**Exercise goal**
Copy the rows from the line with "segment(query) outlines every" through the last row, keeping the requests unchanged. In the answer SVG, shift every number up by 91, including the viewBox values and the path coordinates.

**Supplied material**
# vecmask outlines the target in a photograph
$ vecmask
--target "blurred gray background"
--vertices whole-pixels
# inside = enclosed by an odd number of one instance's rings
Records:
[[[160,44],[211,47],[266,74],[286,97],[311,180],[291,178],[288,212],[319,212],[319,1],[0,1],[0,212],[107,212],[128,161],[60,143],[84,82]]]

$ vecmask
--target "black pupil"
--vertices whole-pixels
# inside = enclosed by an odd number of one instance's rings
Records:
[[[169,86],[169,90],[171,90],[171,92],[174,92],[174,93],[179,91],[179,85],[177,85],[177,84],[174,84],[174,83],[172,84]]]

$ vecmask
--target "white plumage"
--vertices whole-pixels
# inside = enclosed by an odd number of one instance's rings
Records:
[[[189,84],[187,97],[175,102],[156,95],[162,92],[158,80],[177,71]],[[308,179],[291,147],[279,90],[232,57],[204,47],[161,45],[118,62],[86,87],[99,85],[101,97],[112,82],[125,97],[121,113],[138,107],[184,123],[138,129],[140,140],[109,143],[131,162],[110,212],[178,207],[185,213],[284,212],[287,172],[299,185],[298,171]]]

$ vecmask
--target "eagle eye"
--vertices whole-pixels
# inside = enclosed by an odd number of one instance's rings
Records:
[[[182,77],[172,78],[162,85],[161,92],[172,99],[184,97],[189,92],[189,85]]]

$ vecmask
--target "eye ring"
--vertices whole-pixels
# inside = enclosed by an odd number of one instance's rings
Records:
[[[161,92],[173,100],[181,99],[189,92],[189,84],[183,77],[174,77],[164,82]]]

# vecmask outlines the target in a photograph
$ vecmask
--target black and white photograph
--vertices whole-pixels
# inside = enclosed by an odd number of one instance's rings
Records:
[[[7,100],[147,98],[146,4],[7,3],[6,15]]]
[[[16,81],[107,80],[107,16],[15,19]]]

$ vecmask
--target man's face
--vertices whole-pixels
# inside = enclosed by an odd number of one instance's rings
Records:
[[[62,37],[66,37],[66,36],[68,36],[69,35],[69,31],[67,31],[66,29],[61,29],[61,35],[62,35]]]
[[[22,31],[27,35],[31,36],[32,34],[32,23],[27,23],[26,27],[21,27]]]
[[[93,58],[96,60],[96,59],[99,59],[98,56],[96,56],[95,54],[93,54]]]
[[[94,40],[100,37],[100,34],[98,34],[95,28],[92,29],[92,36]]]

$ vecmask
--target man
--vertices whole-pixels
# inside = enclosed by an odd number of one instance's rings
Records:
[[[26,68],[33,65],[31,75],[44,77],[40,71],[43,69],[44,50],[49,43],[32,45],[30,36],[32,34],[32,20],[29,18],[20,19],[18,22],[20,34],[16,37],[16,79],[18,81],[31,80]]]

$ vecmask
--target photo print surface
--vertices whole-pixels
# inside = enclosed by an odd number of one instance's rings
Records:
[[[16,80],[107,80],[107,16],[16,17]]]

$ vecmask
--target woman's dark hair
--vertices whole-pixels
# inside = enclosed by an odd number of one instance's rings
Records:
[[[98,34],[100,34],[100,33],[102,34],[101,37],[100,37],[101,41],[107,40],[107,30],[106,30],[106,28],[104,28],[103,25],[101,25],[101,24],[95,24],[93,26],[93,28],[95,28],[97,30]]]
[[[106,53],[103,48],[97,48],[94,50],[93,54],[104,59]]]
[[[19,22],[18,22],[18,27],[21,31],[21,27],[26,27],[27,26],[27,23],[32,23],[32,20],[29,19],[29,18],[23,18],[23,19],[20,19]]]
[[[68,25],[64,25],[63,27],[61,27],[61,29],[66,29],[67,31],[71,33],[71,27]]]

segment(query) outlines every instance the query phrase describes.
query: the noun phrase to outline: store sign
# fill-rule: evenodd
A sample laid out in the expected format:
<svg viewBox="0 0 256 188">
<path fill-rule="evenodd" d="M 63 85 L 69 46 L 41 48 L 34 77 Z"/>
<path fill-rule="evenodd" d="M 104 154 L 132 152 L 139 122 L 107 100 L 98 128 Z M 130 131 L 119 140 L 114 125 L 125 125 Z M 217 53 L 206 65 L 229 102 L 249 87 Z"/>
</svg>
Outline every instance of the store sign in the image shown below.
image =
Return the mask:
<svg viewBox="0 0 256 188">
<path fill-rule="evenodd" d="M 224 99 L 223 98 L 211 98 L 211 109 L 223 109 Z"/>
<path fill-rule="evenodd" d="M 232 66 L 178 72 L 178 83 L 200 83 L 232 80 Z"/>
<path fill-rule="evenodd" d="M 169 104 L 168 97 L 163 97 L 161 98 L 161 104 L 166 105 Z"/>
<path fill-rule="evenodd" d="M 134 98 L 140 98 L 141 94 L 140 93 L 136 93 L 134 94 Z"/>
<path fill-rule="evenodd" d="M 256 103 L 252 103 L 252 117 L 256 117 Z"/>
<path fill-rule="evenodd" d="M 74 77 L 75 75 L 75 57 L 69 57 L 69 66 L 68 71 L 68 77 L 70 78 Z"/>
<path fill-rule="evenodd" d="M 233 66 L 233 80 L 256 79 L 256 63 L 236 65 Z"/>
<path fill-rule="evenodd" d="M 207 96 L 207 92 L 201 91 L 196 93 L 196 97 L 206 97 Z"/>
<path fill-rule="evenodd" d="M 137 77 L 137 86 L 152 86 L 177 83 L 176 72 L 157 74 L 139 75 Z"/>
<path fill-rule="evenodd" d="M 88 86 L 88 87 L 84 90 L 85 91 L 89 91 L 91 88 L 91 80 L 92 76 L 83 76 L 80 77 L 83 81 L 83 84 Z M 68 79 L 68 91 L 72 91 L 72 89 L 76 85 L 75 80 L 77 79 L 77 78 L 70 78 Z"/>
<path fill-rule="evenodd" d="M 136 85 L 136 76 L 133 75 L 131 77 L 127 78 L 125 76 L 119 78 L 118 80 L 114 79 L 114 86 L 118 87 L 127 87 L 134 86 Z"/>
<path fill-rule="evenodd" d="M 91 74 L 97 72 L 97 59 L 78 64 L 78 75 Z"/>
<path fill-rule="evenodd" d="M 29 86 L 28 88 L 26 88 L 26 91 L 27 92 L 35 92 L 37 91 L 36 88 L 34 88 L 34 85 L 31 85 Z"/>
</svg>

**Written answer**
segment(query) outlines every instance the query phrase describes.
query: the noun phrase to outline: store sign
# fill-rule: evenodd
A sample laid out in the expected format:
<svg viewBox="0 0 256 188">
<path fill-rule="evenodd" d="M 63 85 L 69 46 L 41 48 L 34 77 Z"/>
<path fill-rule="evenodd" d="M 104 154 L 132 152 L 139 122 L 107 100 L 98 128 Z M 130 131 L 119 140 L 114 125 L 125 125 Z M 217 53 L 206 65 L 229 102 L 249 87 Z"/>
</svg>
Outline every instance of the store sign in the image shown below.
image =
Return the mask:
<svg viewBox="91 91 347 279">
<path fill-rule="evenodd" d="M 315 190 L 314 189 L 302 189 L 302 200 L 314 200 Z"/>
<path fill-rule="evenodd" d="M 323 157 L 269 163 L 269 174 L 291 174 L 323 171 Z"/>
<path fill-rule="evenodd" d="M 260 195 L 259 188 L 254 188 L 252 189 L 252 195 L 257 196 Z"/>
<path fill-rule="evenodd" d="M 225 189 L 231 189 L 232 185 L 231 184 L 227 184 L 225 185 Z"/>
<path fill-rule="evenodd" d="M 347 194 L 343 194 L 343 208 L 347 208 Z"/>
<path fill-rule="evenodd" d="M 165 168 L 166 166 L 166 148 L 160 148 L 160 157 L 159 162 L 159 168 L 161 169 Z"/>
<path fill-rule="evenodd" d="M 324 157 L 324 171 L 347 170 L 347 154 L 327 156 Z"/>
<path fill-rule="evenodd" d="M 298 187 L 298 183 L 292 182 L 287 184 L 287 188 L 297 188 Z"/>
<path fill-rule="evenodd" d="M 228 168 L 228 177 L 243 177 L 268 174 L 267 163 L 248 165 L 230 166 Z"/>
<path fill-rule="evenodd" d="M 179 177 L 179 178 L 175 181 L 176 182 L 180 182 L 182 179 L 182 171 L 183 167 L 174 167 L 171 168 L 174 172 L 174 175 Z M 159 170 L 159 182 L 163 182 L 163 180 L 167 176 L 166 171 L 168 170 L 168 169 L 161 169 Z"/>
<path fill-rule="evenodd" d="M 227 176 L 227 167 L 224 166 L 222 168 L 218 169 L 216 167 L 210 169 L 209 171 L 205 170 L 205 177 L 209 178 L 218 178 L 225 177 Z"/>
<path fill-rule="evenodd" d="M 182 165 L 188 163 L 188 150 L 169 155 L 169 166 Z"/>
<path fill-rule="evenodd" d="M 120 177 L 119 179 L 117 179 L 117 182 L 118 183 L 126 183 L 128 182 L 127 179 L 125 179 L 125 176 L 122 176 Z"/>
</svg>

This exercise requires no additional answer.